**Written request**
Give the lines below as a JSON list of strings, with one string for each line and blank lines left out.

[Excerpts from segmentation records]
• • •

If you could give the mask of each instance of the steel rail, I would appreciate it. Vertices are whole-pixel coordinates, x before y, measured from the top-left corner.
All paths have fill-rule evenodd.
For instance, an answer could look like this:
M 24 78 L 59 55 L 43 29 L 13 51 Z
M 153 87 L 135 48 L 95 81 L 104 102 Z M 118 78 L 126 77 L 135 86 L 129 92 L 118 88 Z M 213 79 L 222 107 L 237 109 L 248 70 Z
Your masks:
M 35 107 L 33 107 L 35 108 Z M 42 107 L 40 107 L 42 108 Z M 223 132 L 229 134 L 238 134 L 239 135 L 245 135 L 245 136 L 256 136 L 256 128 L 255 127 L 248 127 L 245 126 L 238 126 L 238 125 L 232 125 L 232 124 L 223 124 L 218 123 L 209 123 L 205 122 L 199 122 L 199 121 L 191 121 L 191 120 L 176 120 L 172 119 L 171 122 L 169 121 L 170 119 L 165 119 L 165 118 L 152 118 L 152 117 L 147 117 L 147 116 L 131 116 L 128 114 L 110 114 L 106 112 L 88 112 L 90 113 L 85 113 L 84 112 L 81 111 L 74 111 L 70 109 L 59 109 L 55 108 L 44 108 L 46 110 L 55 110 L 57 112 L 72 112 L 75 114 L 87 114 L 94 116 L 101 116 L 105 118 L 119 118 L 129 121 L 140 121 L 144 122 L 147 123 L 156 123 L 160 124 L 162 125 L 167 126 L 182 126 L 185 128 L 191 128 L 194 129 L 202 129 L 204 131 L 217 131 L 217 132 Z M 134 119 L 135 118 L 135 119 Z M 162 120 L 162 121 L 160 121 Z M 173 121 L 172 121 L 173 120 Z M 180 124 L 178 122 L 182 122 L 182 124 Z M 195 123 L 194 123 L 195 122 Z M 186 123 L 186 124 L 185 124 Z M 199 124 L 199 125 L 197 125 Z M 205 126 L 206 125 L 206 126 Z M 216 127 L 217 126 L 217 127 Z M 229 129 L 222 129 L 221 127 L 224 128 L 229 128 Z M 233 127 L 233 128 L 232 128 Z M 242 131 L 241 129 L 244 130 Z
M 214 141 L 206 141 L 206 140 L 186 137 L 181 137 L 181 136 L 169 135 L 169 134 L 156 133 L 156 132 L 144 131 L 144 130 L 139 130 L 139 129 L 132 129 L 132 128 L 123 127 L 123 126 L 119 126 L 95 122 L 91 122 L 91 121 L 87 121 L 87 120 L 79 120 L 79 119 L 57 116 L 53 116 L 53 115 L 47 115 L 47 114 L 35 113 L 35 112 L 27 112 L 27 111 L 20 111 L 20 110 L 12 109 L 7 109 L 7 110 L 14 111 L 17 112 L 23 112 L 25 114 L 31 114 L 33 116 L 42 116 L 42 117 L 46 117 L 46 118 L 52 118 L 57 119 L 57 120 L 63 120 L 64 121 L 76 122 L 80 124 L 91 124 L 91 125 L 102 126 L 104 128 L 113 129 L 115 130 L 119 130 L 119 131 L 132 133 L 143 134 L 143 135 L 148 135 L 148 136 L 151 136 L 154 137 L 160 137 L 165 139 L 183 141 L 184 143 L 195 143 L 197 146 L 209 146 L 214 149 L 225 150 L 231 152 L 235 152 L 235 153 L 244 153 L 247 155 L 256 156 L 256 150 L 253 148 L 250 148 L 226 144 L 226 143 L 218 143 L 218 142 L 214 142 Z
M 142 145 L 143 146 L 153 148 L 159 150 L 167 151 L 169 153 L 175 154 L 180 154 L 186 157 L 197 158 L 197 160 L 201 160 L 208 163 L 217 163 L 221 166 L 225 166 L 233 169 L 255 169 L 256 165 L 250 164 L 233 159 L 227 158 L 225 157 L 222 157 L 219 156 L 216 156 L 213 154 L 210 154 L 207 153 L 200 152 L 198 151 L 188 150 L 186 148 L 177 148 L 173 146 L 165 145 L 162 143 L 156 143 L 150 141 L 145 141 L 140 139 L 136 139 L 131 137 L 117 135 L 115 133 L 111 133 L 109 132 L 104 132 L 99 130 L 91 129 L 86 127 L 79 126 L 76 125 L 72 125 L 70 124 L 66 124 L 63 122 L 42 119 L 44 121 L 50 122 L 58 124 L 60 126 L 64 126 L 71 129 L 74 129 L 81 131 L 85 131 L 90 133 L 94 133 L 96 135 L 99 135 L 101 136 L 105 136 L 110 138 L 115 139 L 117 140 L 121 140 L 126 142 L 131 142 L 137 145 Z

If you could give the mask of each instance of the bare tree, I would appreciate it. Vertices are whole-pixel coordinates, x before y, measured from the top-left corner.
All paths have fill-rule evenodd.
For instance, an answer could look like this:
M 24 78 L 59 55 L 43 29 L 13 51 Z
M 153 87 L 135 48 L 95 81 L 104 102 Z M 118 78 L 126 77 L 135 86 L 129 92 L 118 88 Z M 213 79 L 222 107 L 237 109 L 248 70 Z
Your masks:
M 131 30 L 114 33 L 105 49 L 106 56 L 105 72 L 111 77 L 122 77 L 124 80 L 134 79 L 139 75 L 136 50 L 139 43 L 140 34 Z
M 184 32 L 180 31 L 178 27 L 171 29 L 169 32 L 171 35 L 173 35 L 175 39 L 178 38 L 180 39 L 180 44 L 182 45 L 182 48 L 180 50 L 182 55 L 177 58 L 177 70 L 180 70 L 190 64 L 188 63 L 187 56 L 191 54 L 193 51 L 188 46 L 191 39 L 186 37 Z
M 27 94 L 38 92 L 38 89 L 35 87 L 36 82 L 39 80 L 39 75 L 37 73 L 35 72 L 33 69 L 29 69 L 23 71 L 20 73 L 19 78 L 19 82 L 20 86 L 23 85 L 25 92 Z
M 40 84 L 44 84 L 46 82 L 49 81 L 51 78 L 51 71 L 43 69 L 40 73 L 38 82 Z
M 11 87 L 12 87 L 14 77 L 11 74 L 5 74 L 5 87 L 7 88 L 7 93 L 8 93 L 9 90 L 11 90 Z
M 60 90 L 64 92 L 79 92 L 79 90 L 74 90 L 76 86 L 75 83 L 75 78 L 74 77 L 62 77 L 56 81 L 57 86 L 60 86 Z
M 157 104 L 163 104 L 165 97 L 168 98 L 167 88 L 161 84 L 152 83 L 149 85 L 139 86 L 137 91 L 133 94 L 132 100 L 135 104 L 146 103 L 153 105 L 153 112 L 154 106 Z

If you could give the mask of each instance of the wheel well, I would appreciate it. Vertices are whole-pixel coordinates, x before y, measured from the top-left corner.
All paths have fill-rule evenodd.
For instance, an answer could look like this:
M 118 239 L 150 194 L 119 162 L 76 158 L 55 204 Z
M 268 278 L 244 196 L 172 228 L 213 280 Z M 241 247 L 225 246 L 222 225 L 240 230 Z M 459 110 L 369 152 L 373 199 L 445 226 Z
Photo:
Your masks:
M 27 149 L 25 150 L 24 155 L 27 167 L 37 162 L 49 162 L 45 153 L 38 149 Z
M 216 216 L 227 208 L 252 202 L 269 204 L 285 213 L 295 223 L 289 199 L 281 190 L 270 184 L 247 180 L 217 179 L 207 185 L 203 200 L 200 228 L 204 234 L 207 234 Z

• • •

**Full solution**
[
  "If you could give the mask of each instance of the steel rail, I would appreciate it. Vertices are whole-pixel coordinates, x before y, measured from the top-left corner.",
  "All paths have fill-rule evenodd.",
  "For instance, an answer could look like this:",
  "M 24 78 L 59 55 L 43 29 L 13 51 Z",
  "M 153 87 L 135 48 L 95 81 L 104 102 Z M 118 78 L 126 77 L 135 86 L 129 92 L 118 88 Z M 213 79 L 222 107 L 237 109 L 248 70 Z",
  "Your masks:",
  "M 35 107 L 33 107 L 35 108 Z M 42 107 L 40 107 L 42 108 Z M 223 132 L 229 134 L 238 134 L 239 135 L 245 135 L 245 136 L 256 136 L 256 128 L 255 127 L 248 127 L 245 126 L 238 126 L 238 125 L 232 125 L 232 124 L 223 124 L 218 123 L 209 123 L 205 122 L 199 122 L 199 121 L 191 121 L 191 120 L 176 120 L 172 119 L 171 122 L 169 121 L 170 119 L 165 119 L 165 118 L 152 118 L 152 117 L 147 117 L 147 116 L 131 116 L 128 114 L 110 114 L 106 112 L 88 112 L 90 113 L 85 113 L 84 112 L 81 111 L 74 111 L 70 109 L 59 109 L 55 108 L 44 108 L 46 110 L 55 110 L 57 112 L 72 112 L 75 114 L 87 114 L 94 116 L 101 116 L 105 118 L 119 118 L 129 121 L 140 121 L 144 122 L 147 123 L 156 123 L 160 124 L 162 125 L 167 126 L 182 126 L 185 128 L 191 128 L 194 129 L 202 129 L 204 131 L 217 131 L 217 132 Z M 134 119 L 135 118 L 135 119 Z M 162 120 L 162 121 L 160 121 Z M 173 121 L 172 121 L 173 120 Z M 180 124 L 178 122 L 182 122 L 182 124 Z M 195 123 L 194 123 L 195 122 Z M 186 123 L 186 124 L 185 124 Z M 199 124 L 199 125 L 197 125 Z M 205 126 L 206 125 L 206 126 Z M 216 127 L 217 126 L 217 127 Z M 229 129 L 222 129 L 221 127 L 224 128 L 229 128 Z M 233 127 L 233 128 L 232 128 Z M 242 131 L 241 129 L 244 130 Z",
  "M 214 141 L 206 141 L 206 140 L 186 137 L 181 137 L 181 136 L 169 135 L 169 134 L 156 133 L 156 132 L 144 131 L 144 130 L 139 130 L 139 129 L 132 129 L 132 128 L 123 127 L 123 126 L 119 126 L 95 122 L 91 122 L 91 121 L 87 121 L 87 120 L 79 120 L 79 119 L 57 116 L 53 116 L 53 115 L 47 115 L 47 114 L 35 113 L 35 112 L 27 112 L 27 111 L 20 111 L 20 110 L 12 109 L 7 109 L 7 110 L 14 111 L 17 112 L 23 112 L 25 114 L 31 114 L 33 116 L 42 116 L 42 117 L 46 117 L 46 118 L 52 118 L 57 119 L 57 120 L 63 120 L 64 121 L 76 122 L 80 124 L 91 124 L 91 125 L 102 126 L 104 128 L 113 129 L 115 130 L 119 130 L 119 131 L 132 133 L 143 134 L 143 135 L 148 135 L 148 136 L 151 136 L 154 137 L 160 137 L 165 139 L 183 141 L 184 143 L 195 143 L 197 146 L 209 146 L 214 149 L 225 150 L 231 152 L 235 152 L 235 153 L 244 153 L 247 155 L 256 156 L 256 150 L 253 148 L 250 148 L 226 144 L 226 143 L 218 143 L 218 142 L 214 142 Z",
  "M 142 145 L 143 146 L 153 148 L 159 150 L 167 151 L 169 153 L 175 154 L 180 154 L 186 157 L 197 158 L 197 160 L 201 160 L 208 163 L 217 163 L 221 166 L 225 166 L 233 169 L 255 169 L 256 165 L 250 164 L 233 159 L 227 158 L 225 157 L 222 157 L 219 156 L 216 156 L 213 154 L 210 154 L 207 153 L 200 152 L 198 151 L 188 150 L 186 148 L 177 148 L 173 146 L 165 145 L 162 143 L 156 143 L 150 141 L 145 141 L 140 139 L 136 139 L 131 137 L 117 135 L 115 133 L 111 133 L 109 132 L 104 132 L 99 130 L 91 129 L 86 127 L 79 126 L 76 125 L 72 125 L 70 124 L 66 124 L 63 122 L 42 119 L 44 121 L 50 122 L 58 124 L 60 126 L 64 126 L 71 129 L 74 129 L 81 131 L 85 131 L 90 133 L 94 133 L 96 135 L 99 135 L 101 136 L 105 136 L 110 138 L 115 139 L 117 140 L 121 140 L 126 142 L 131 142 L 137 145 Z",
  "If you could give the mask of each instance of the bare tree, I would appreciate it. Vertices are whole-pixel coordinates, x before y, measured from the top-left corner.",
  "All paths have fill-rule evenodd.",
  "For instance, an answer could look like this:",
  "M 24 78 L 59 55 L 43 29 L 13 51 Z",
  "M 153 87 L 135 48 L 95 81 L 104 102 Z M 118 78 L 126 77 L 135 86 L 129 92 L 118 88 Z M 213 79 L 222 107 L 237 109 L 248 70 Z",
  "Your masks:",
  "M 131 30 L 114 33 L 105 49 L 106 56 L 105 72 L 111 77 L 122 77 L 124 80 L 134 79 L 139 75 L 136 50 L 139 43 L 140 34 Z",
  "M 184 32 L 180 31 L 178 27 L 171 29 L 169 32 L 171 35 L 173 35 L 175 39 L 178 38 L 180 39 L 180 44 L 182 45 L 182 48 L 180 50 L 182 55 L 177 58 L 177 70 L 180 70 L 190 64 L 188 63 L 187 56 L 191 54 L 193 51 L 188 46 L 191 39 L 186 37 Z",
  "M 27 94 L 38 92 L 38 89 L 35 87 L 36 82 L 39 80 L 39 75 L 37 73 L 35 72 L 33 69 L 29 69 L 23 71 L 20 73 L 19 78 L 19 82 L 20 86 L 23 85 L 25 92 Z",
  "M 40 84 L 44 84 L 46 82 L 49 81 L 51 78 L 51 71 L 43 69 L 40 73 L 38 82 Z",
  "M 11 87 L 12 87 L 14 77 L 11 74 L 5 74 L 5 87 L 7 88 L 7 93 L 8 93 L 9 90 L 11 90 Z",
  "M 60 90 L 64 92 L 79 92 L 79 90 L 74 90 L 76 86 L 75 83 L 75 78 L 74 77 L 62 77 L 56 81 L 57 86 L 60 86 Z",
  "M 157 104 L 163 104 L 165 97 L 168 98 L 167 88 L 161 84 L 152 83 L 149 85 L 139 86 L 137 91 L 133 94 L 132 100 L 135 104 L 146 103 L 153 105 L 153 112 L 154 106 Z",
  "If you could give the mask of each instance of the wheel well, I would appreciate it. Vertices are whole-pixel coordinates, x before y, measured from the top-left corner.",
  "All paths have fill-rule evenodd.",
  "For instance, an answer could look like this:",
  "M 118 239 L 150 194 L 119 162 L 76 158 L 55 204 Z",
  "M 268 278 L 244 196 L 172 228 L 213 280 Z M 241 247 L 225 246 L 222 225 L 240 230 Z M 459 110 L 369 152 L 373 199 L 445 226 Z",
  "Photo:",
  "Your masks:",
  "M 27 149 L 25 150 L 24 155 L 27 167 L 37 162 L 49 162 L 45 153 L 38 149 Z",
  "M 216 216 L 227 208 L 252 202 L 269 204 L 285 213 L 295 223 L 289 199 L 281 190 L 270 184 L 247 180 L 217 179 L 207 185 L 203 200 L 200 228 L 204 234 L 207 234 Z"
]